Starting from the line that contains "team crest on", reproduce each line exactly through the end of the material, and include no other lines.

===== DATA PROVIDED

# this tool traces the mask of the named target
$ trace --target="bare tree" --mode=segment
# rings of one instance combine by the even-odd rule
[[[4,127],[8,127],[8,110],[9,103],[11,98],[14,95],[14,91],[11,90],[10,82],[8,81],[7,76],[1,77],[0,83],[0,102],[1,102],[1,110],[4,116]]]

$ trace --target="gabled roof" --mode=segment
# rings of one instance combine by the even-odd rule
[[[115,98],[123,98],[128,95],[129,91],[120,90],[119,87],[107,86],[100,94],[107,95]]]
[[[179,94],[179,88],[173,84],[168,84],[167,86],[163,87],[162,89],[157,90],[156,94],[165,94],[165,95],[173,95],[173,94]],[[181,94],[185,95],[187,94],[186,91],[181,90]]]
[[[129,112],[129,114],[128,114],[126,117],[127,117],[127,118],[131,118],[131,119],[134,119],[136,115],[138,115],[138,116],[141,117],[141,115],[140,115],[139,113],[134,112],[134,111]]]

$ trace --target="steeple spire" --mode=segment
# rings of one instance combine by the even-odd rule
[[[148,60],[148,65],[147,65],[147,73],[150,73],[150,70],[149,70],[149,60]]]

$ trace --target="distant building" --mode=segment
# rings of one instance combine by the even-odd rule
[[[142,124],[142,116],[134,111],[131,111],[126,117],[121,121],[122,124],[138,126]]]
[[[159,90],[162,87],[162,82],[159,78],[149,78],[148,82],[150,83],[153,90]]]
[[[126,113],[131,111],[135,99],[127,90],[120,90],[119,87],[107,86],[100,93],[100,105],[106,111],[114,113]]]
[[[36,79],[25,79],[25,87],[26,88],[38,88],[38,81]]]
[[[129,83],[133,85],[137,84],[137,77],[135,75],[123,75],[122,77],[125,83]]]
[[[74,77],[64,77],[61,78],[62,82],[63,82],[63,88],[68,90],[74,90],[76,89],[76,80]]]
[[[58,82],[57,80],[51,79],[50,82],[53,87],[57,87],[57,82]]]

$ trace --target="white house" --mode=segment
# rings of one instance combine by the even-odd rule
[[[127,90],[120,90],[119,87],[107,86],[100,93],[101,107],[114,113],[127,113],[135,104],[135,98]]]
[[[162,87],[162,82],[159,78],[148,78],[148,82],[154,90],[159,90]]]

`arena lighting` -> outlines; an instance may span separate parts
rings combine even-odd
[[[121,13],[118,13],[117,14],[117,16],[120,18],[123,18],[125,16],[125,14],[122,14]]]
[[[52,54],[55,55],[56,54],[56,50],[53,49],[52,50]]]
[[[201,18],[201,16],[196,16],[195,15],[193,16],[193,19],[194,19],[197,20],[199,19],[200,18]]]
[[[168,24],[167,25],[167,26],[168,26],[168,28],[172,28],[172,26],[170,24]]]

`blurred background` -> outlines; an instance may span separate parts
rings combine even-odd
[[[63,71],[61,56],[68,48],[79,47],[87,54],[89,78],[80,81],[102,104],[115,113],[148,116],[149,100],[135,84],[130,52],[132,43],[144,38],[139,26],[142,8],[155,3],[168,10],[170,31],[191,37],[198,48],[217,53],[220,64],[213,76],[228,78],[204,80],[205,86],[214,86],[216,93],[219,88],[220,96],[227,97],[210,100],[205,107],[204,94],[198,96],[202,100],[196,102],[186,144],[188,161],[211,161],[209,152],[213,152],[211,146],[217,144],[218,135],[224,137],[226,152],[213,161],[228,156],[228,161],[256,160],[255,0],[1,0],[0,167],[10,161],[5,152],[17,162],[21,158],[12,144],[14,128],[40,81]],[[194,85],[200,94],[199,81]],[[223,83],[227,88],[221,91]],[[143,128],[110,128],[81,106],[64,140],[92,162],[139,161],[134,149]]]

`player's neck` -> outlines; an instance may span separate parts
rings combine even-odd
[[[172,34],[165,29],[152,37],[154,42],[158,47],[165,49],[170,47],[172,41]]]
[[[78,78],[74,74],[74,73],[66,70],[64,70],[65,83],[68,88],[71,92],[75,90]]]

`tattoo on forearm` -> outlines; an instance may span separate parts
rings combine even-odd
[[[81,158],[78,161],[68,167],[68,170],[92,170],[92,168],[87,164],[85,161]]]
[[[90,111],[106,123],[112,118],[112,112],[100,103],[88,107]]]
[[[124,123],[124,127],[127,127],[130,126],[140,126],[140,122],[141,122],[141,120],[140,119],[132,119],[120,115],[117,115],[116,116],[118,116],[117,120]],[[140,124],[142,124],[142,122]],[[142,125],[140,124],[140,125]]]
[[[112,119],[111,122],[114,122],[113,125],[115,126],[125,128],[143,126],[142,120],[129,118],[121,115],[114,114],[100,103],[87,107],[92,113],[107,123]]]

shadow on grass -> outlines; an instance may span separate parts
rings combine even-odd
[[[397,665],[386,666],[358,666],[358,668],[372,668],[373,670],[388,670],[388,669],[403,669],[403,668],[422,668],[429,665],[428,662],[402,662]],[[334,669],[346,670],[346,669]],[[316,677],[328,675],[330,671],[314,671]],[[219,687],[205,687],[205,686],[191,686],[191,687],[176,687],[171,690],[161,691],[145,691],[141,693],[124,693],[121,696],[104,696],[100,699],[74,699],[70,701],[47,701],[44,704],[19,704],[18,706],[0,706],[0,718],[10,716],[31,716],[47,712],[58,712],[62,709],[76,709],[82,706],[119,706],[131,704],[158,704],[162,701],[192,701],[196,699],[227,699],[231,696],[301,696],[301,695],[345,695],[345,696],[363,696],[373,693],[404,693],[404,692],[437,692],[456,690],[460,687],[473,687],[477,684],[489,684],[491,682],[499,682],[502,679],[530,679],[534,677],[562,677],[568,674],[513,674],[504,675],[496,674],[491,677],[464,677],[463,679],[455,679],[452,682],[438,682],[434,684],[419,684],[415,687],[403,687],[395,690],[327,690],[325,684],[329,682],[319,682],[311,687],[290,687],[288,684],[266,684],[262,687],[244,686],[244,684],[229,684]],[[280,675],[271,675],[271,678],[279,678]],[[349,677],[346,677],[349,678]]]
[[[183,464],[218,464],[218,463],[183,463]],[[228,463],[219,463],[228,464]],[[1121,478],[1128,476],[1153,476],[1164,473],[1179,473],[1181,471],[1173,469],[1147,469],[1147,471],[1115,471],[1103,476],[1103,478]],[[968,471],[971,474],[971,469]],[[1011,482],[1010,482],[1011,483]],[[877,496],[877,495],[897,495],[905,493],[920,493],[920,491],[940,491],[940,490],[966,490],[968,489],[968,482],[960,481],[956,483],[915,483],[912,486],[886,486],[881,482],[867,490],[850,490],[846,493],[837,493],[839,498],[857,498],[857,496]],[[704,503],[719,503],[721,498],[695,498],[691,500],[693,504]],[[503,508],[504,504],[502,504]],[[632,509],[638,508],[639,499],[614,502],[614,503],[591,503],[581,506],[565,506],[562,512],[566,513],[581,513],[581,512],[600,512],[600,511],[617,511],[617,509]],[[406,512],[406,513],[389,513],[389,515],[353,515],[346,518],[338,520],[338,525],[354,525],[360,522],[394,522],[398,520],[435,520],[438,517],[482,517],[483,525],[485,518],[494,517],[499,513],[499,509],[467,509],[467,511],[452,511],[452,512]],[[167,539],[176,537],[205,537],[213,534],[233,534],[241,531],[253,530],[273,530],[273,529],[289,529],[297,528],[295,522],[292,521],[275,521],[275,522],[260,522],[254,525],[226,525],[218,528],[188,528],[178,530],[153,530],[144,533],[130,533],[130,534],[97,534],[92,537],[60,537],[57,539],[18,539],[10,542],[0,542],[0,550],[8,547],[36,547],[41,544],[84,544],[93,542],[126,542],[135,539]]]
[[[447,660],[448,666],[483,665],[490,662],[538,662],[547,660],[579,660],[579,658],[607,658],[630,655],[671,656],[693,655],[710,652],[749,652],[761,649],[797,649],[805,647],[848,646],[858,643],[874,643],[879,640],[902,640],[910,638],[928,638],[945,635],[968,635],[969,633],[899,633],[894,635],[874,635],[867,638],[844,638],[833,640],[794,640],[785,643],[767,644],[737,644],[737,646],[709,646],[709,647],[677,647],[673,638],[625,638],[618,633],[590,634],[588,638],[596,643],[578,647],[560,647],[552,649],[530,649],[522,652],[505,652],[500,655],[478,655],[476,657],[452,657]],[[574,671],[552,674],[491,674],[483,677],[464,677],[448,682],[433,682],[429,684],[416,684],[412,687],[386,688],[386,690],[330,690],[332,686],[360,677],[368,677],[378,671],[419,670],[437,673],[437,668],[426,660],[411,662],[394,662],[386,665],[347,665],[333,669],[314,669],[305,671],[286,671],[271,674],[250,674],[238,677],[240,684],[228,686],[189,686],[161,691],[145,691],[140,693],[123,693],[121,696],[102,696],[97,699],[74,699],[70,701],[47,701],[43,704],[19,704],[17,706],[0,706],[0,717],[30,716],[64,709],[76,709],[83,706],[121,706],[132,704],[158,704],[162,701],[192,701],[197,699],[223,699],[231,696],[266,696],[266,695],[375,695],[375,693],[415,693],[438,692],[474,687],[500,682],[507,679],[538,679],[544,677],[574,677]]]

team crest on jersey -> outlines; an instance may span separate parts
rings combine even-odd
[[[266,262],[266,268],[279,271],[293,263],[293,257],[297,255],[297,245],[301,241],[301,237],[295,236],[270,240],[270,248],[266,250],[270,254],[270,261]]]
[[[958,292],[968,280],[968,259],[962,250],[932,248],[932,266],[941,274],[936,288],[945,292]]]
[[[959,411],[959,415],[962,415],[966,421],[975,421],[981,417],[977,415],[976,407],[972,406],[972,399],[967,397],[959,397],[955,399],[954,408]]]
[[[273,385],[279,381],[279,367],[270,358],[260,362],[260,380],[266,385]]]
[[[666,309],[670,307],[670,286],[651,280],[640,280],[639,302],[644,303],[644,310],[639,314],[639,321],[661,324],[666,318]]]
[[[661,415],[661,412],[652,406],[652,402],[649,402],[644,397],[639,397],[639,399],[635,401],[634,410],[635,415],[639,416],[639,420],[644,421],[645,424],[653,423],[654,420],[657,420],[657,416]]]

==========

(SOLUTION)
team crest on jersey -> outlines; an instance may span separate parts
rings combine even-odd
[[[266,262],[266,268],[279,271],[293,263],[293,257],[297,255],[297,245],[301,241],[301,237],[295,236],[270,240],[270,248],[266,250],[270,254],[270,261]]]
[[[958,292],[968,280],[968,259],[962,250],[932,248],[932,266],[941,274],[936,288],[945,292]]]
[[[959,411],[959,415],[962,415],[966,421],[975,421],[981,417],[977,415],[976,407],[972,406],[972,399],[967,397],[959,397],[955,399],[954,408]]]
[[[273,385],[279,381],[279,367],[270,358],[260,362],[260,380],[266,385]]]
[[[666,309],[670,307],[670,286],[651,280],[640,280],[639,302],[644,303],[644,310],[639,314],[639,321],[661,324],[666,318]]]
[[[661,415],[661,412],[652,406],[652,402],[649,402],[644,397],[639,397],[639,399],[635,401],[634,410],[635,415],[639,416],[639,420],[644,421],[645,424],[653,423],[654,420],[657,420],[657,416]]]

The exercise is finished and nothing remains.